▸ TEXT TO READ
I should note that the derived classes don't introduce any additional variables, so both the base and derived classes should be the same size in memory.
I'm open to destroying the old object and creating a new one, as long as I can create the new object at the same memory address, so existing pointers aren't broken.
The following attempt doesn't work, and produces some seemingly unexpected behaviour. What am I missing here?
#include <iostream>
class Base {
public:
virtual void whoami() {
std::cout << "I am Base\n";
}
};
class Derived : public Base {
public:
void whoami() {
std::cout << "I am Derived\n";
}
};
Base* object;
int main() {
object = new Derived; //assign a new Derived class instance
object->whoami(); //this prints "I am Derived"
Base baseObject;
*object = baseObject; //reassign existing object to a different type
object->whoami(); //but it *STILL* prints "I am Derived" (!)
return 0;
}
You can at the cost of breaking good practices and maintaining unsafe code. Other answers will provide you with nasty tricks to achieve this.
I dont like answers that just says "you should not do that", but I would like to suggest there probably is a better way to achieve the result you seek for.
The strategy pattern as suggested in a comment by #manni66 is a good one.
You should also think about data oriented design, since a class hierarchy does not look like a wise choice in your case.
Yes and no. A C++ class defines the type of a memory region that is an object. Once the memory region has been instantiated, its type is set. You can try to work around the type system sure, but the compiler won't let you get away with it. Sooner or later it will shoot you in the foot, because the compiler made an assumption about types that you violated, and there is no way to stop the compiler from making such assumption in a portable fashion.
However there is a design pattern for this: It's "State". You extract what changes into it's own class hierarchy, with its own base class, and you have your objects store a pointer to the abstract state base of this new hierarchy. You can then swap those to your hearts content.
No it's not possible to change the type of an object once instantiated.
*object = baseObject; doesn't change the type of object, it merely calls a compiler-generated assignment operator.
It would have been a different matter if you had written
object = new Base;
(remembering to call delete naturally; currently your code leaks an object).
C++11 onwards gives you the ability to move the resources from one object to another; see
http://en.cppreference.com/w/cpp/utility/move
I'm open to destroying the old object and creating a new one, as long as I can create the new object at the same memory address, so existing pointers aren't broken.

▸ REQUEST
Reproduce the passage of the C++ discussion between "Yes and no." and "object once instantiated.", inclusive. The material after this point is drawn from a separate source.

▸ SUPPLIED MATERIAL
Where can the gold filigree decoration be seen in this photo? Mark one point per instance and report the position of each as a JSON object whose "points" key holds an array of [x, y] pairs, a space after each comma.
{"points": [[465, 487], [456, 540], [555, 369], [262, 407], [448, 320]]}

▸ CORRECT RESULT
Yes and no. A C++ class defines the type of a memory region that is an object. Once the memory region has been instantiated, its type is set. You can try to work around the type system sure, but the compiler won't let you get away with it. Sooner or later it will shoot you in the foot, because the compiler made an assumption about types that you violated, and there is no way to stop the compiler from making such assumption in a portable fashion.
However there is a design pattern for this: It's "State". You extract what changes into it's own class hierarchy, with its own base class, and you have your objects store a pointer to the abstract state base of this new hierarchy. You can then swap those to your hearts content.
No it's not possible to change the type of an object once instantiated.